#### [Coordinate labeling data]
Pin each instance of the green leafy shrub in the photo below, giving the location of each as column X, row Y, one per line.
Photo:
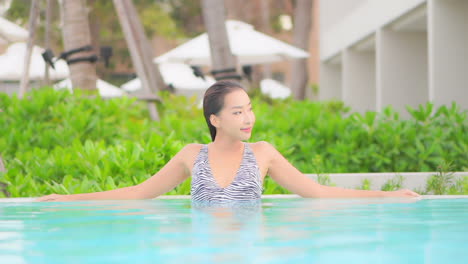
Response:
column 54, row 141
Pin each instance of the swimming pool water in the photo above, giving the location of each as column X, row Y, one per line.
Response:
column 274, row 230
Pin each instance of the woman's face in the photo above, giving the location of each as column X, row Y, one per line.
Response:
column 236, row 119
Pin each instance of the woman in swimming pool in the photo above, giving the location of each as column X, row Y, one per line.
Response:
column 228, row 169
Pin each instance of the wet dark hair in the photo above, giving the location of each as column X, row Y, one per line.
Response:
column 213, row 101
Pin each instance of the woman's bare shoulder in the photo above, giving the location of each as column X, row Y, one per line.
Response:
column 262, row 147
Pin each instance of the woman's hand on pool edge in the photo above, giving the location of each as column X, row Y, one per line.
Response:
column 402, row 193
column 53, row 198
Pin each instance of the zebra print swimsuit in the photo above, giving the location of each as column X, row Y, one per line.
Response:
column 246, row 186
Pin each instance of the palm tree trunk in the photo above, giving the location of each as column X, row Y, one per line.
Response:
column 76, row 34
column 302, row 26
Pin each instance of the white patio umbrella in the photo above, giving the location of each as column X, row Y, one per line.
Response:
column 10, row 32
column 105, row 89
column 12, row 64
column 179, row 75
column 274, row 89
column 248, row 45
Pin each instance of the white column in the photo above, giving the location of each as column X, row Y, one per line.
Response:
column 448, row 51
column 402, row 69
column 359, row 89
column 330, row 81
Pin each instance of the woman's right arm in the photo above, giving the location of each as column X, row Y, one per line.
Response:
column 171, row 175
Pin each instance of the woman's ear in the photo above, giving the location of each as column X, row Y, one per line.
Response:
column 214, row 120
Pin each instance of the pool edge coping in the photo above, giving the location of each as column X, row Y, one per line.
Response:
column 268, row 196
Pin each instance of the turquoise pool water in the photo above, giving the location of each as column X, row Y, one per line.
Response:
column 292, row 230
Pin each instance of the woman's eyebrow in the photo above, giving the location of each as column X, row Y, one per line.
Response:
column 239, row 106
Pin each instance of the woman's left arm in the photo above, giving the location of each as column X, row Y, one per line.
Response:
column 285, row 174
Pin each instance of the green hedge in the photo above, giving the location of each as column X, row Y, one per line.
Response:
column 54, row 141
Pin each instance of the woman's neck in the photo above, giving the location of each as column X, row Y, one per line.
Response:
column 226, row 144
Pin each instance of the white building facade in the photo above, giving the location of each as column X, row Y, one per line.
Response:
column 375, row 53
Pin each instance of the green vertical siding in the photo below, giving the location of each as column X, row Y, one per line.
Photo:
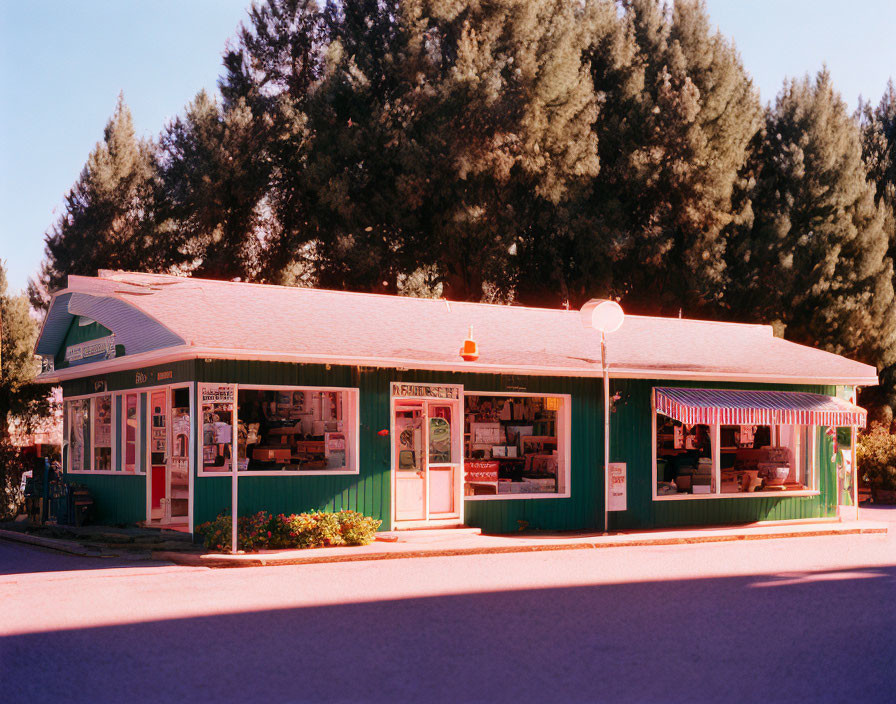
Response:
column 370, row 490
column 116, row 499
column 122, row 499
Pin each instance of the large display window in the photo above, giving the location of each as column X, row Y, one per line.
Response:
column 88, row 434
column 706, row 461
column 130, row 432
column 516, row 446
column 101, row 413
column 77, row 418
column 296, row 429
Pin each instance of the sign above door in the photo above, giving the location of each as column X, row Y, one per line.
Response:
column 442, row 391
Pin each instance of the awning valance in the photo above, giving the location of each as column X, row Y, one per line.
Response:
column 724, row 407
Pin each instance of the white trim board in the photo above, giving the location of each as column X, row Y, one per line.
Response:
column 185, row 352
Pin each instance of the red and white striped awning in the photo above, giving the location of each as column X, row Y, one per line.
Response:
column 725, row 407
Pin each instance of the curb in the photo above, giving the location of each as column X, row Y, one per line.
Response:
column 217, row 560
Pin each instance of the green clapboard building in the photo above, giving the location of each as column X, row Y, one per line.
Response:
column 175, row 388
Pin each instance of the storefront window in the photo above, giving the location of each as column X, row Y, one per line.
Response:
column 683, row 457
column 515, row 446
column 751, row 458
column 131, row 426
column 102, row 433
column 295, row 429
column 78, row 418
column 217, row 427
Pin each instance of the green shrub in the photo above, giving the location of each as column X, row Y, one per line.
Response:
column 356, row 528
column 298, row 530
column 876, row 457
column 326, row 531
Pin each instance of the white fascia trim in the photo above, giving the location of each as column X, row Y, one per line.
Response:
column 186, row 352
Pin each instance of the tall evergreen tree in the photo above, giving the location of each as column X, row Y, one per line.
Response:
column 22, row 402
column 443, row 116
column 19, row 398
column 879, row 143
column 879, row 151
column 214, row 176
column 108, row 219
column 815, row 257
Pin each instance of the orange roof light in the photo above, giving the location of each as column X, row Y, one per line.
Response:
column 470, row 350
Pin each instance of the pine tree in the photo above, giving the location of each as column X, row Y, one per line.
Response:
column 21, row 402
column 19, row 398
column 677, row 116
column 879, row 151
column 214, row 175
column 815, row 257
column 108, row 217
column 879, row 143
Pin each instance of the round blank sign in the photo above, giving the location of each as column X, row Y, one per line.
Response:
column 602, row 314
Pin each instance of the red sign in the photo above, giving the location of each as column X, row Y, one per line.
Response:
column 485, row 471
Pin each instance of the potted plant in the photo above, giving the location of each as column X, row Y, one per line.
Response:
column 876, row 456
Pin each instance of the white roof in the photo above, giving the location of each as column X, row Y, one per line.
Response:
column 218, row 319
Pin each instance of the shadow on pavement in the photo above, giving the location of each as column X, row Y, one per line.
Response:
column 22, row 559
column 814, row 636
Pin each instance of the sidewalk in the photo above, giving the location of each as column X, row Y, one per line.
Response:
column 428, row 543
column 442, row 543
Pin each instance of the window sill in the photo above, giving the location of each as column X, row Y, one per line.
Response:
column 287, row 473
column 111, row 472
column 741, row 495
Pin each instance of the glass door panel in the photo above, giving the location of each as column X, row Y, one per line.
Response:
column 410, row 462
column 179, row 455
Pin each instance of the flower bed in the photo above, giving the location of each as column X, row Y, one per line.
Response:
column 314, row 529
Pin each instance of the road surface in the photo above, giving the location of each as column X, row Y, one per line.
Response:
column 807, row 619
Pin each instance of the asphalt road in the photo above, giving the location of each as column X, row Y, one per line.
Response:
column 808, row 619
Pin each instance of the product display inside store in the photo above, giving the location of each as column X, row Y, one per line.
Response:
column 292, row 430
column 751, row 458
column 514, row 445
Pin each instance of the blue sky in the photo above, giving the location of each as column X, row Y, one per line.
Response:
column 63, row 63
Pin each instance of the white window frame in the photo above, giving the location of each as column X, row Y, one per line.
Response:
column 351, row 422
column 67, row 423
column 564, row 445
column 122, row 429
column 811, row 468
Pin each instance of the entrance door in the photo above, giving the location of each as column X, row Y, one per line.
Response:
column 169, row 453
column 158, row 455
column 427, row 469
column 179, row 456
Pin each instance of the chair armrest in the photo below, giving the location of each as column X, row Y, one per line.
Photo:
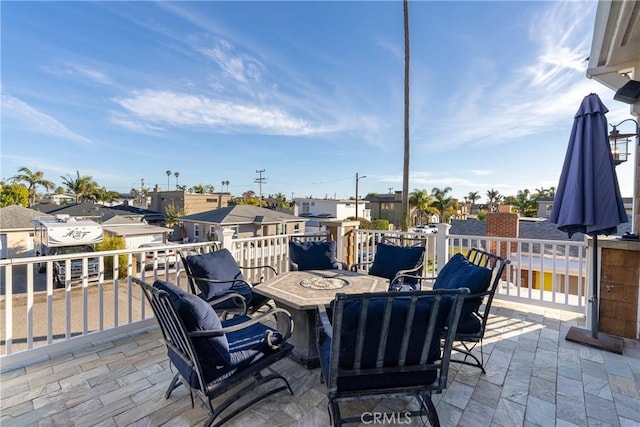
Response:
column 232, row 295
column 355, row 267
column 400, row 277
column 324, row 321
column 251, row 321
column 255, row 267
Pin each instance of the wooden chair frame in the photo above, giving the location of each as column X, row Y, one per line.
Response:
column 395, row 383
column 467, row 342
column 181, row 342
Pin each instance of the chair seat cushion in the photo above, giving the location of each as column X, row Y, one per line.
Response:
column 245, row 347
column 197, row 315
column 459, row 272
column 219, row 356
column 375, row 311
column 217, row 265
column 313, row 255
column 390, row 259
column 241, row 288
column 374, row 381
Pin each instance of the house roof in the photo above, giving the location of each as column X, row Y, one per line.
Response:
column 16, row 217
column 95, row 210
column 242, row 214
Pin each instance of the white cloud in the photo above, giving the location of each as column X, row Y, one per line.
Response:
column 541, row 93
column 154, row 109
column 479, row 172
column 240, row 67
column 34, row 120
column 79, row 70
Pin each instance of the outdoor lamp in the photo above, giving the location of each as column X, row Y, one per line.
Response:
column 619, row 142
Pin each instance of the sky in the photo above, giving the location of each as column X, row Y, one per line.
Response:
column 311, row 93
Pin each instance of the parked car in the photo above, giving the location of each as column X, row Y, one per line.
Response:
column 427, row 228
column 167, row 257
column 59, row 267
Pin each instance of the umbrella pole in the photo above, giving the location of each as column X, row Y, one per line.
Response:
column 594, row 293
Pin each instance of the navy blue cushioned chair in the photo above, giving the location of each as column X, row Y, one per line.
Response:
column 480, row 272
column 214, row 274
column 397, row 263
column 387, row 344
column 313, row 255
column 214, row 357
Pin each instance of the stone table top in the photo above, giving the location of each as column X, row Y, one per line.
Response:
column 293, row 288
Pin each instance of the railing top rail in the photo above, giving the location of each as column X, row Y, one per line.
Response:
column 520, row 239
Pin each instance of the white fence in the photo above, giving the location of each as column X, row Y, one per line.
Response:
column 40, row 320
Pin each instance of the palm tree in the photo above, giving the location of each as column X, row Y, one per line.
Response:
column 493, row 199
column 443, row 202
column 82, row 187
column 421, row 200
column 405, row 168
column 33, row 179
column 473, row 196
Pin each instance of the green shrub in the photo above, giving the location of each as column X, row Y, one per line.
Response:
column 111, row 243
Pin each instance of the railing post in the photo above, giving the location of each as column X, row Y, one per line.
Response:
column 227, row 237
column 341, row 232
column 442, row 244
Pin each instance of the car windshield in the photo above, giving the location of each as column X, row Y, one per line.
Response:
column 64, row 250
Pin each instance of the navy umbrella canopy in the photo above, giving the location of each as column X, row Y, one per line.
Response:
column 588, row 197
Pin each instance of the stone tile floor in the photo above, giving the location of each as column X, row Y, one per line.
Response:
column 534, row 378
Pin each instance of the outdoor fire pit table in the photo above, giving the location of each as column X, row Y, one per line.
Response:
column 300, row 292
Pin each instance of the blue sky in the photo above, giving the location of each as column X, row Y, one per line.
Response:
column 310, row 92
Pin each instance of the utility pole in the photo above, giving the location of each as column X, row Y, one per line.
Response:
column 260, row 180
column 358, row 178
column 141, row 198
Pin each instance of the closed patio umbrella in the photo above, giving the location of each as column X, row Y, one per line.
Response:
column 588, row 199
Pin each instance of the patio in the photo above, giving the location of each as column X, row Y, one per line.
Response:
column 534, row 377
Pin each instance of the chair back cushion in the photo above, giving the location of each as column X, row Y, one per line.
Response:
column 390, row 259
column 198, row 315
column 459, row 272
column 217, row 265
column 350, row 328
column 313, row 255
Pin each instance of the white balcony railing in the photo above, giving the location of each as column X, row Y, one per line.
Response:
column 40, row 320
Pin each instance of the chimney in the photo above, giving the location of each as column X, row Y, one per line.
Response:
column 503, row 224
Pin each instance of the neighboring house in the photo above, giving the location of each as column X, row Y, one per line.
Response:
column 331, row 208
column 58, row 199
column 95, row 212
column 546, row 203
column 17, row 230
column 245, row 220
column 191, row 203
column 134, row 233
column 386, row 206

#### [The problem]
Please arrange the lines as a Markdown table with the columns Number and Line, starting at the line that contains "Pin each instance of the sidewalk" and stopping after the line that contains "column 179, row 455". Leave out any blank lines.

#### [Problem solution]
| Number | Line |
|---|---|
| 1 | Pin each instance of the sidewalk in the photo above, giving the location of each as column X, row Y, one per line. |
| 2 | Response: |
| 3 | column 428, row 543 |
| 4 | column 442, row 543 |
| 5 | Pin each instance of the window sill in the photo above, giving the location of each as column X, row Y, one per line. |
| 6 | Response: |
| 7 | column 287, row 473 |
| 8 | column 111, row 472 |
| 9 | column 741, row 495 |
| 10 | Pin each instance of the glass door panel in the photo above, giving the location of each as column X, row Y, one per line. |
| 11 | Response: |
| 12 | column 410, row 462 |
| 13 | column 179, row 455 |